PAGE EXTRACT>
[start]

In [4]:
def most_common_pair(nums):
    from collections import Counter
    ctr = Counter(zip(nums, nums[1:]))
    return None if len(ctr) == 0 else ctr.most_common(1)[0][0]

def merge_pair(nums, pair, idx):
    new_nums = []
    i = 0
    while i < len(nums):
        if i < len(nums) - 1 and nums[i] == pair[0] and nums[i + 1] == pair[1]:
            new_nums.append(idx)
            i += 2
        else:
            new_nums.append(nums[i])
            i += 1
    return new_nums

def get_tokenizer(text, vocab_size, start_idx=256):
    nums = [ord(char) for char in text]
    itos = {n: chr(n) for n in nums}
    n_merges = start_idx - vocab_size
    merges = {}
    for i in range(n_merges):
        pair = most_common_pair(nums)
        if pair is None:
            break
        pair_idx = start_idx + i
        nums = merge_pair(nums, pair, pair_idx)
        itos[pair_idx] = itos[pair[0]] + itos[pair[1]]
        merges[pair] = pair_idx
    return merges, itos, nums

text = 'the quick brown fox jumped over the angry dog'
for n_merges in range(50):
    merges, itos, nums = get_tokenizer(text, 256 - n_merges)
    if n_merges % 5 == 0:
        print(f'after {n_merges} merges: {",".join([itos[n] for n in nums])}')

after 0 merges: t,h,e, ,q,u,i,c,k, ,b,r,o,w,n, ,f,o,x, ,j,u,m,p,e,d, ,o,v,e,r, ,t,h,e, ,a,n,g,r,y, ,d,o,g
after 5 merges: the qu,i,c,k, ,b,r,o,w,n, ,f,o,x, ,j,u,m,p,e,d, ,o,v,e,r, ,the ,a,n,g,r,y, ,d,o,g
after 10 merges: the quick b,r,o,w,n, ,f,o,x, ,j,u,m,p,e,d, ,o,v,e,r, ,the ,a,n,g,r,y, ,d,o,g
after 15 merges: the quick brown ,f,o,x, ,j,u,m,p,e,d, ,o,v,e,r, ,the ,a,n,g,r,y, ,d,o,g
after 20 merges: the quick brown fox j,u,m,p,e,d, ,o,v,e,r, ,the ,a,n,g,r,y, ,d,o,g
after 25 merges: the quick brown fox jumped, ,o,v,e,r, ,the ,a,n,g,r,y, ,d,o,g
after 30 merges: the quick brown fox jumped over, ,the ,a,n,g,r,y, ,d,o,g
after 35 merges: the quick brown fox jumped over the ang,r,y, ,d,o,g
after 40 merges: the quick brown fox jumped over the angry do,g
after 45 merges: the quick brown fox jumped over the angry dog


In [5]:
class BPETokenizer:
    def __init__(self, vocab_size=100, max_char_idx=256):
        self.vocab_size = vocab_size
        self.max_char_idx = max_char_idx
        self.vocab = {idx: bytes([idx]) for idx in range(self.max_char_idx)}
        self.merged_pairs = {}

    def fit(self, X_text):
        all_text = '\n'.join(X_text)

[end]

STORED RECORDS>

[start]

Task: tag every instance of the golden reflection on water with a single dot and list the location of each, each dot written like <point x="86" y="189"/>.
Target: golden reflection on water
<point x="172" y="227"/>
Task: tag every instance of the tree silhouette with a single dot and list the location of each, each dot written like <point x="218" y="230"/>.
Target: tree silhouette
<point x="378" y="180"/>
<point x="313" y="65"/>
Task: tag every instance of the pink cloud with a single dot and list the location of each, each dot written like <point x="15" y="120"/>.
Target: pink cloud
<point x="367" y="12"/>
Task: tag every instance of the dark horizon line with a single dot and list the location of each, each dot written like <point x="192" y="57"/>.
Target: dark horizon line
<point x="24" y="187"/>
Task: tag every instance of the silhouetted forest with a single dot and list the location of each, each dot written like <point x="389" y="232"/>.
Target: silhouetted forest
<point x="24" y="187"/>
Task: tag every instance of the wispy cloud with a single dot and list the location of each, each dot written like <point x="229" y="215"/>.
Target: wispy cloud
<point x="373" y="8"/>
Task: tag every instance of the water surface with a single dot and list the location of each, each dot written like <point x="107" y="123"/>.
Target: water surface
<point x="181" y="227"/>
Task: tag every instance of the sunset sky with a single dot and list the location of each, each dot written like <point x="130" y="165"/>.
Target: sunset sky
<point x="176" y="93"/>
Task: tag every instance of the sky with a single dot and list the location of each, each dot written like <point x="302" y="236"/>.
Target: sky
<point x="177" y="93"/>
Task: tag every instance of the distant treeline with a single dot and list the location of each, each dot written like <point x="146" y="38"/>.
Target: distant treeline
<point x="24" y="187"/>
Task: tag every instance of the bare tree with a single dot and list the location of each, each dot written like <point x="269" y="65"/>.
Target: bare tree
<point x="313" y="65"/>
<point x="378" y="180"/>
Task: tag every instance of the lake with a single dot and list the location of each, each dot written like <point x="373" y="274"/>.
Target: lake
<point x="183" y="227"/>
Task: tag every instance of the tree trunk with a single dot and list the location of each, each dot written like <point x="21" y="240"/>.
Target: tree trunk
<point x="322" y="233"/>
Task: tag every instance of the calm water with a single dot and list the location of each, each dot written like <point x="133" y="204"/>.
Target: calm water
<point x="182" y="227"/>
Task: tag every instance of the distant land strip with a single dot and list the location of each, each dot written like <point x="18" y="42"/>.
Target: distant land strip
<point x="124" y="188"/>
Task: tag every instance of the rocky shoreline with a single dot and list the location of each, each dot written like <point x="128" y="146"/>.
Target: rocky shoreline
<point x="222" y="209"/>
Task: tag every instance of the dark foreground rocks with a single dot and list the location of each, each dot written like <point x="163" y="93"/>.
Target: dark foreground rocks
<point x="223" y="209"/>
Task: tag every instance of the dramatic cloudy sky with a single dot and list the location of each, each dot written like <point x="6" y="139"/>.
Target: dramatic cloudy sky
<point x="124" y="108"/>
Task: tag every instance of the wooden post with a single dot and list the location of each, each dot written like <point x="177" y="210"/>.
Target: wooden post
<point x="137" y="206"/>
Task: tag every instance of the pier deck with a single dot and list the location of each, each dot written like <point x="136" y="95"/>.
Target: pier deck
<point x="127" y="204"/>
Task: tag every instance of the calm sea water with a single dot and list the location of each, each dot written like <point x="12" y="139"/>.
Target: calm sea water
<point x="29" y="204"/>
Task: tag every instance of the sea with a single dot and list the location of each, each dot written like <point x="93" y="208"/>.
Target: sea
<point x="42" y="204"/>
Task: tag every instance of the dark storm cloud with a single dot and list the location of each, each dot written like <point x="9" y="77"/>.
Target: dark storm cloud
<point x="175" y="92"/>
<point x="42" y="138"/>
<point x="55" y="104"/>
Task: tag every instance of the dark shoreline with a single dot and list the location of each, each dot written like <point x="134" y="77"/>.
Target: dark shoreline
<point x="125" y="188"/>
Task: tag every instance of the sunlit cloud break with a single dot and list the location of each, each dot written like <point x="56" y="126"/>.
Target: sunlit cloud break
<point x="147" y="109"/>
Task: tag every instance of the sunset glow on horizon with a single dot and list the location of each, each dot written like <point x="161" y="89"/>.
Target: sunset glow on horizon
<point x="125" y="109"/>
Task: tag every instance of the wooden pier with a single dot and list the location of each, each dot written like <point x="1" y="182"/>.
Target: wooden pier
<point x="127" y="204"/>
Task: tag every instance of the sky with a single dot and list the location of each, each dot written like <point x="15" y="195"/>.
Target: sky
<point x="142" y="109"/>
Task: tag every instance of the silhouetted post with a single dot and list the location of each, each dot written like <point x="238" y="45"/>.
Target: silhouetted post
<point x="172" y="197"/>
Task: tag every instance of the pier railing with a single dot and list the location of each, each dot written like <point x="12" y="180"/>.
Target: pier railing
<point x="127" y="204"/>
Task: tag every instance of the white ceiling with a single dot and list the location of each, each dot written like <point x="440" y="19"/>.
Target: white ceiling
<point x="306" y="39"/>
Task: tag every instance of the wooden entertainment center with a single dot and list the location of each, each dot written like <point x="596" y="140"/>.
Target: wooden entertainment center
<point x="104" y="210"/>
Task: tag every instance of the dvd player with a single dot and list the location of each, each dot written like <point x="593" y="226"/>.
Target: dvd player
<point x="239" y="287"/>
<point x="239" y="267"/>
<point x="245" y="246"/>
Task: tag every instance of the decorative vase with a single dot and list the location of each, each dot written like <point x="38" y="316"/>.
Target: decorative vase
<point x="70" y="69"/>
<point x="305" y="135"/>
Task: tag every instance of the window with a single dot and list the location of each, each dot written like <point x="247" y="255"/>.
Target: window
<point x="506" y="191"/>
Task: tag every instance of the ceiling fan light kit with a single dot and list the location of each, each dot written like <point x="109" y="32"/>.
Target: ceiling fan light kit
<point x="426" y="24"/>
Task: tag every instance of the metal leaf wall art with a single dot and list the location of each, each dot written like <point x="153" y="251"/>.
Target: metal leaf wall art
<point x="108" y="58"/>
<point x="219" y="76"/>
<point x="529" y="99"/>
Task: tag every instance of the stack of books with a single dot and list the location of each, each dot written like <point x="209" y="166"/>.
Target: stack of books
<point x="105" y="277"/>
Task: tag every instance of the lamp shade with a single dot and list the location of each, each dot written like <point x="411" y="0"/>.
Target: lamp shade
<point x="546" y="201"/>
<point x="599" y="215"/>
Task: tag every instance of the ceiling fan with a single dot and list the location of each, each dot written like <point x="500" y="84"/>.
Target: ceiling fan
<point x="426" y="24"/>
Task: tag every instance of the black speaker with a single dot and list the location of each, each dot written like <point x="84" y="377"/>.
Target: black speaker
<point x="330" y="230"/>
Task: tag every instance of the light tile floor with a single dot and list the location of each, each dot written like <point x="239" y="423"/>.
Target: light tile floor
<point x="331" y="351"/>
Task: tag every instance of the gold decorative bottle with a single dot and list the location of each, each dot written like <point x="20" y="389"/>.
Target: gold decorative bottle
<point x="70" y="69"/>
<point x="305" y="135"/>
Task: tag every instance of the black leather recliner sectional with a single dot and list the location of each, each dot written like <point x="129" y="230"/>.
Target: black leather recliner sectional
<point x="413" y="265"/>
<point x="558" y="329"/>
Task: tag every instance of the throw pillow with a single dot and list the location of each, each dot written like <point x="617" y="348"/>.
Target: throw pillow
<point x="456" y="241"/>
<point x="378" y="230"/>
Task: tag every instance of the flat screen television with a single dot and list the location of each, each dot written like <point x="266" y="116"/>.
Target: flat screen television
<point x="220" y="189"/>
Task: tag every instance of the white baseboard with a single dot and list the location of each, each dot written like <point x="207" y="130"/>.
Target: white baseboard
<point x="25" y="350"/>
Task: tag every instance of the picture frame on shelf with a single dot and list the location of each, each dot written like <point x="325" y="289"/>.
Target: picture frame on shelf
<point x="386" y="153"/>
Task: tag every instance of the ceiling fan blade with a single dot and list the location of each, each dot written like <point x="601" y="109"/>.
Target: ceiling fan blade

[end]

AIM> Pick up the byte-pair encoding tokenizer notebook right after its last line, `all_text = '\n'.join(X_text)`, and carry the code forward.

RESPONSE TO THIS TASK>
        nums = self._encode(text)
        n_merges = self.max_char_idx - self.vocab_size
        for i in range(n_merges):
            counts = self._get_pair_counts(nums)
            pair = max(counts, key=counts.get)
            pair_idx = self.max_char_idx + i
            nums = self._merge_pair(nums, pair, pair_idx)
            self.vocab[pair_idx] = self.vocab[pair[0]] + self.vocab[pair[1]]
            self.merged_pairs[pair] = pair_idx

    def transform(self, X_text):
        X_nums = []
        for text in X_text:
            nums = self._encode(text)
            X_nums.append(nums)
        return X_nums

    def inverse_transform(self, X_nums):
        X_text = []
        for nums in X_nums:
            text = self._decode(nums)
            X_text.append(text)
        return X_text

    def nums_to_tokens(self, X_nums):
        X_tokens = []
        for nums in X_nums:
            tokens = [self.vocab[idx].decode('utf-8', errors='replace') for idx in nums]
            X_tokens.append(tokens)
        return X_tokens

    def _merge_pair(self, nums, pair, pair_idx):
        nums_merged = []
        i = 0
        while i < len(nums):
            if i < len(nums) - 1 and nums[i] == pair[0] and nums[i + 1] == pair[1]:
                nums_merged.append(pair_idx)
                i += 2
            else:
                nums_merged.append(nums[i])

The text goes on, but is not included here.